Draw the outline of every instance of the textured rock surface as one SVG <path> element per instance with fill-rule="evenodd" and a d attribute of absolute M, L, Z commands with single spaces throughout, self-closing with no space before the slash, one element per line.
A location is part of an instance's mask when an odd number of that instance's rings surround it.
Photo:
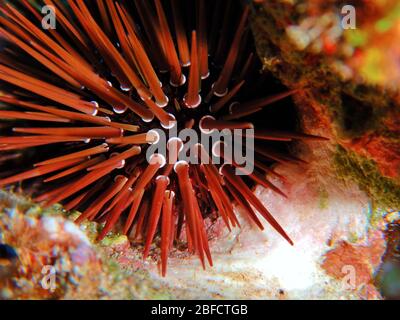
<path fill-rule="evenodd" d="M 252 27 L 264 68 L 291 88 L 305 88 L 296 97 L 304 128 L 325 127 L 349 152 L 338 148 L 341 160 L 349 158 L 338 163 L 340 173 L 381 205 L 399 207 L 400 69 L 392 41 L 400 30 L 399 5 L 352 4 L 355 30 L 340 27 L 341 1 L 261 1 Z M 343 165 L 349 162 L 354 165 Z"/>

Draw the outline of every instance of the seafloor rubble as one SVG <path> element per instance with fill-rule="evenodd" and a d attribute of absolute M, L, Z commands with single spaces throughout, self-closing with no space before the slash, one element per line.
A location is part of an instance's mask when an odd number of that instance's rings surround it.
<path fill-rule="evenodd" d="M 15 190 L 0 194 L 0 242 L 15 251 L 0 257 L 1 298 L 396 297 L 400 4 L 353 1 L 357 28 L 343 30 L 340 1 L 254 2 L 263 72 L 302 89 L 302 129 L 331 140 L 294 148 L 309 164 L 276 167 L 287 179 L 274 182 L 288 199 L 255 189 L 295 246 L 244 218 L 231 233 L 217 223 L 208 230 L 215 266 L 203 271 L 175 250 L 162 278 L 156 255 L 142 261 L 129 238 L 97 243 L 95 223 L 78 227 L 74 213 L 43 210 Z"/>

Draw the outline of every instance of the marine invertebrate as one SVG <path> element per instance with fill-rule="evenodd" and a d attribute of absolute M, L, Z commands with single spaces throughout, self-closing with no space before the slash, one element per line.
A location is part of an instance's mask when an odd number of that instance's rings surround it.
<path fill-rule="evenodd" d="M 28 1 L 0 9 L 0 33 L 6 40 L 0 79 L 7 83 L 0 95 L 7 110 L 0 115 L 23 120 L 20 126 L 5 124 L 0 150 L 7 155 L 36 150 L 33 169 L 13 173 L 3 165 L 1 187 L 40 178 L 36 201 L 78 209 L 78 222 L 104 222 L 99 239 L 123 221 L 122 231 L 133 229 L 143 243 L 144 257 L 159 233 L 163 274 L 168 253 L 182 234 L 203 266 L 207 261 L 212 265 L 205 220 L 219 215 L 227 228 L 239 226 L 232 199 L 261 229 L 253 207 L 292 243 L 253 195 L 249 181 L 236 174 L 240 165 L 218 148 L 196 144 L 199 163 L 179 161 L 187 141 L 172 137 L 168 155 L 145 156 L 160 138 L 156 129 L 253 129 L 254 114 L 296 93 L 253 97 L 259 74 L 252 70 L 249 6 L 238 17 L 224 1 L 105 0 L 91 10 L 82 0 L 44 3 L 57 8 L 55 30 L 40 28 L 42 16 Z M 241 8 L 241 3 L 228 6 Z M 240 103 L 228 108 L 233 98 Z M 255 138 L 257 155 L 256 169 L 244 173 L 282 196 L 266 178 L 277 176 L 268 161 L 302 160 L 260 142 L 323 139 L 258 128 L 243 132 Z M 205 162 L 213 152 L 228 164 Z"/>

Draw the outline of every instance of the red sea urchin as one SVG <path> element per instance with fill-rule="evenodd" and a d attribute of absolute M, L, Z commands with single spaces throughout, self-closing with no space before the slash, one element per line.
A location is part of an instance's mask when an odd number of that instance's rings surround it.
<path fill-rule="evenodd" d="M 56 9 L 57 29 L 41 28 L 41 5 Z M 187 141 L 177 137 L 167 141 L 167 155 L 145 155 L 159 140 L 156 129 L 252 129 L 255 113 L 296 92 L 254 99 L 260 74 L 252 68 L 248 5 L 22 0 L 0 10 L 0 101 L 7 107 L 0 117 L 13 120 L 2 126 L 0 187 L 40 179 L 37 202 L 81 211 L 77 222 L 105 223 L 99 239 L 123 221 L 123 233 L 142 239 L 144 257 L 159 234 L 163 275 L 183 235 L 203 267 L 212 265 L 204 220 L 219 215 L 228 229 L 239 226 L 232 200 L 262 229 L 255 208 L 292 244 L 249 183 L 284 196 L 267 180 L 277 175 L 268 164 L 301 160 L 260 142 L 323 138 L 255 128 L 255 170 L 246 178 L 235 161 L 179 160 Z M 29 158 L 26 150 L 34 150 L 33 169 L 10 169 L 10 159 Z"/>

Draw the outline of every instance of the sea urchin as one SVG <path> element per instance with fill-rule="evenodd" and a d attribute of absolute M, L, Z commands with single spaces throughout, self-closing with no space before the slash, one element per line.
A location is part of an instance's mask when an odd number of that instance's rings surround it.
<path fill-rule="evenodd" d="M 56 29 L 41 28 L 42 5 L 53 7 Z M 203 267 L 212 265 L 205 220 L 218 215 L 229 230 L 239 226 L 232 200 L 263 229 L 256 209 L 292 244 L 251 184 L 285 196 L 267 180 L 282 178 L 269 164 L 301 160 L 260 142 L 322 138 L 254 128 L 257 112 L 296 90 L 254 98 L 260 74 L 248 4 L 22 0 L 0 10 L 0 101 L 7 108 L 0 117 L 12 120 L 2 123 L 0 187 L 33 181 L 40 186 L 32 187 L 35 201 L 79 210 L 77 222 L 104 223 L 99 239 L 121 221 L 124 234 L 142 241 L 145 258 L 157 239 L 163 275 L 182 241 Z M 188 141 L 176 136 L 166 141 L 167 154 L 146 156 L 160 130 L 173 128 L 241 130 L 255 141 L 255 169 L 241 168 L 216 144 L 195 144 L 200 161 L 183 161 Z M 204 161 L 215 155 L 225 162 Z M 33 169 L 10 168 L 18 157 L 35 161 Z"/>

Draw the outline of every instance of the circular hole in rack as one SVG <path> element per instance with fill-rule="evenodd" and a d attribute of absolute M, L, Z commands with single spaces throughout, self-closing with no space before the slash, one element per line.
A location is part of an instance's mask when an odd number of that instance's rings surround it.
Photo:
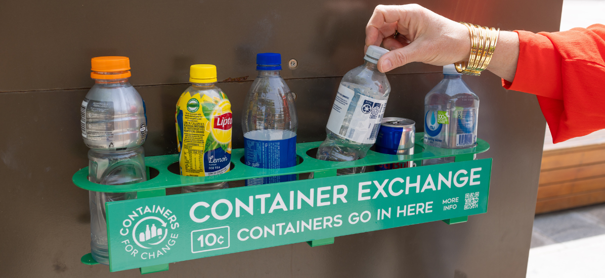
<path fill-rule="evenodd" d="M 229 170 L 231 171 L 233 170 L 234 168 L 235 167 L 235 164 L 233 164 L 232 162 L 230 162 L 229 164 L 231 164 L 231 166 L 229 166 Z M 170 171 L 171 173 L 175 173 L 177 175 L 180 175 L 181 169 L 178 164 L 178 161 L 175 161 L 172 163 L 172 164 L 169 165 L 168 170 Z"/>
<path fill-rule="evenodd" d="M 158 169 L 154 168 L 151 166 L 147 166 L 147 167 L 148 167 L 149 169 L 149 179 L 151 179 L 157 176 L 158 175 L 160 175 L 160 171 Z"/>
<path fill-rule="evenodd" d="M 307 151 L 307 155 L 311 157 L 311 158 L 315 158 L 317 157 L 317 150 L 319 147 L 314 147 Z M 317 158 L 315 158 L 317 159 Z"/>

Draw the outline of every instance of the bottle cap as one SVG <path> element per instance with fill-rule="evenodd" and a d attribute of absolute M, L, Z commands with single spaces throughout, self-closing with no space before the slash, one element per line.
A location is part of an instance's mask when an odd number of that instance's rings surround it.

------

Gib alle Einträge oben Zeile für Zeile unverändert wieder, aber lass die Bilder dabei weg.

Draw the outline of every instance of the textured rock surface as one SVG <path> element per instance with fill-rule="evenodd" and a d attribute of absolute M, L, Z commands with single spaces throughout, self-closing with no space before the slash, one element per line.
A location is part of an instance's mask when an odd number of that instance's rings surround it.
Photo:
<path fill-rule="evenodd" d="M 252 27 L 264 68 L 291 88 L 305 88 L 296 97 L 304 128 L 325 127 L 349 152 L 338 148 L 341 160 L 349 158 L 338 163 L 340 173 L 381 205 L 399 207 L 400 69 L 392 41 L 400 30 L 399 5 L 352 4 L 355 30 L 340 27 L 341 1 L 261 1 Z M 343 165 L 349 162 L 354 165 Z"/>

Draw the outline of every instance of the seafloor rubble as one SVG <path> element per instance with fill-rule="evenodd" and a d attribute of absolute M, L, Z commands with single spaces throughout, self-closing with no space before the slash, one element per line.
A location is part of an instance's mask when an odd number of that instance's rings surround it.
<path fill-rule="evenodd" d="M 15 190 L 0 194 L 0 242 L 15 251 L 0 257 L 1 298 L 396 297 L 400 4 L 353 1 L 357 28 L 343 30 L 340 1 L 254 2 L 263 72 L 302 89 L 302 129 L 331 140 L 294 148 L 309 164 L 276 167 L 287 179 L 274 182 L 288 199 L 255 189 L 295 246 L 244 218 L 231 233 L 217 223 L 208 230 L 215 266 L 203 271 L 175 250 L 162 278 L 156 255 L 142 261 L 129 238 L 97 243 L 95 223 L 78 227 L 74 213 L 43 210 Z"/>

Draw the outline of every instance of the marine invertebrate as one SVG <path> element per instance with fill-rule="evenodd" and a d attribute of absolute M, L, Z commands with single spaces throughout, self-closing with no space before the slash, one element per line.
A location is part of an instance's mask when an odd number of that instance's rings surround it.
<path fill-rule="evenodd" d="M 28 1 L 0 9 L 0 33 L 6 40 L 0 79 L 7 83 L 0 95 L 7 110 L 0 115 L 23 120 L 20 126 L 5 124 L 0 150 L 7 155 L 36 150 L 33 169 L 13 173 L 3 165 L 1 187 L 40 178 L 36 201 L 78 209 L 78 222 L 104 222 L 99 239 L 123 221 L 122 231 L 133 229 L 143 243 L 144 257 L 159 233 L 163 274 L 168 253 L 182 234 L 203 266 L 207 261 L 212 265 L 205 220 L 219 215 L 227 228 L 239 226 L 232 199 L 261 229 L 253 207 L 292 243 L 253 195 L 249 181 L 236 174 L 240 165 L 218 148 L 196 144 L 199 163 L 179 161 L 187 141 L 172 137 L 168 155 L 145 156 L 160 138 L 156 129 L 253 129 L 254 114 L 296 93 L 253 97 L 259 74 L 252 70 L 249 6 L 238 17 L 224 1 L 105 0 L 91 10 L 82 0 L 44 3 L 57 8 L 55 30 L 40 28 L 42 16 Z M 241 8 L 241 3 L 228 6 Z M 240 103 L 228 108 L 233 98 Z M 255 138 L 257 155 L 256 169 L 244 173 L 282 196 L 266 178 L 277 176 L 268 161 L 302 160 L 260 142 L 323 139 L 258 128 L 243 132 Z M 205 162 L 213 152 L 228 164 Z"/>

Draw the outline of every instance of the red sea urchin as one SVG <path> element per instance with fill-rule="evenodd" and a d attribute of absolute M, L, Z commands with single spaces throughout, self-closing with no space before the slash, one element per line.
A location is part of an instance's mask when an odd number of that instance's rings surround it.
<path fill-rule="evenodd" d="M 56 9 L 57 29 L 41 28 L 41 5 Z M 187 141 L 177 137 L 167 141 L 167 155 L 145 155 L 159 140 L 156 129 L 252 129 L 255 113 L 296 92 L 254 99 L 260 74 L 252 68 L 248 5 L 22 0 L 0 10 L 0 101 L 7 107 L 0 117 L 13 120 L 2 126 L 0 187 L 40 179 L 37 202 L 81 211 L 77 222 L 105 223 L 99 239 L 123 221 L 123 233 L 142 239 L 144 257 L 159 234 L 163 275 L 183 235 L 203 267 L 212 265 L 204 220 L 219 215 L 228 229 L 239 226 L 232 200 L 262 229 L 255 208 L 292 244 L 249 183 L 284 196 L 267 180 L 277 175 L 268 164 L 301 160 L 260 142 L 323 138 L 255 128 L 255 170 L 246 178 L 235 161 L 179 160 Z M 29 158 L 26 150 L 34 150 L 33 169 L 10 169 L 10 159 Z"/>

Draw the outline of every instance of the sea urchin as one SVG <path> element per instance with fill-rule="evenodd" and a d attribute of absolute M, L, Z commands with single spaces throughout, self-closing with no space before the slash, one element per line.
A location is part of an instance's mask when an odd number of that instance's rings surround it.
<path fill-rule="evenodd" d="M 56 29 L 41 28 L 42 5 L 53 7 Z M 203 267 L 212 265 L 205 220 L 218 215 L 229 230 L 239 226 L 232 200 L 263 229 L 256 209 L 292 244 L 251 184 L 285 196 L 267 180 L 282 178 L 269 164 L 301 160 L 260 142 L 322 138 L 254 128 L 257 112 L 296 90 L 254 98 L 260 74 L 248 4 L 22 0 L 0 10 L 0 101 L 7 108 L 0 117 L 12 120 L 2 123 L 0 187 L 33 181 L 40 186 L 32 187 L 35 201 L 79 210 L 77 222 L 104 223 L 99 239 L 121 221 L 124 234 L 142 241 L 145 258 L 157 239 L 163 275 L 182 241 Z M 188 141 L 176 136 L 166 141 L 167 154 L 146 156 L 160 130 L 173 128 L 241 130 L 255 141 L 255 169 L 241 168 L 216 144 L 195 144 L 200 161 L 183 161 Z M 204 161 L 215 155 L 225 162 Z M 33 169 L 10 168 L 18 157 L 35 161 Z"/>

Draw the outline of every instance of the circular hole in rack as one SVG <path> element per instance with fill-rule="evenodd" and a d attribute of absolute M, L, Z commands with single spaces throughout, self-closing with no space before the slash, one element per line.
A location is part of an instance's mask when an odd number of that instance's rings surround it.
Photo:
<path fill-rule="evenodd" d="M 229 170 L 231 171 L 233 170 L 234 168 L 235 167 L 235 164 L 233 164 L 232 162 L 230 162 L 229 164 L 231 164 L 231 166 L 229 166 Z M 170 171 L 171 173 L 175 173 L 177 175 L 180 175 L 181 169 L 178 164 L 178 161 L 175 161 L 172 163 L 172 164 L 169 165 L 168 170 Z"/>
<path fill-rule="evenodd" d="M 158 169 L 154 168 L 151 166 L 147 166 L 147 167 L 148 167 L 149 169 L 149 179 L 151 179 L 157 176 L 158 175 L 160 175 L 160 171 Z"/>
<path fill-rule="evenodd" d="M 307 151 L 307 155 L 311 157 L 311 158 L 315 158 L 317 157 L 317 150 L 319 147 L 314 147 Z M 317 158 L 315 158 L 317 159 Z"/>

Draw the outline of every instance of the bottle cap as one SVG <path> element per instance with fill-rule="evenodd" and a d attribute of absolute M, L, Z commands with single spaces throughout, self-closing with no space before the slash, one element per line.
A location is part of an instance's mask when an odd number of that instance's rings surround it.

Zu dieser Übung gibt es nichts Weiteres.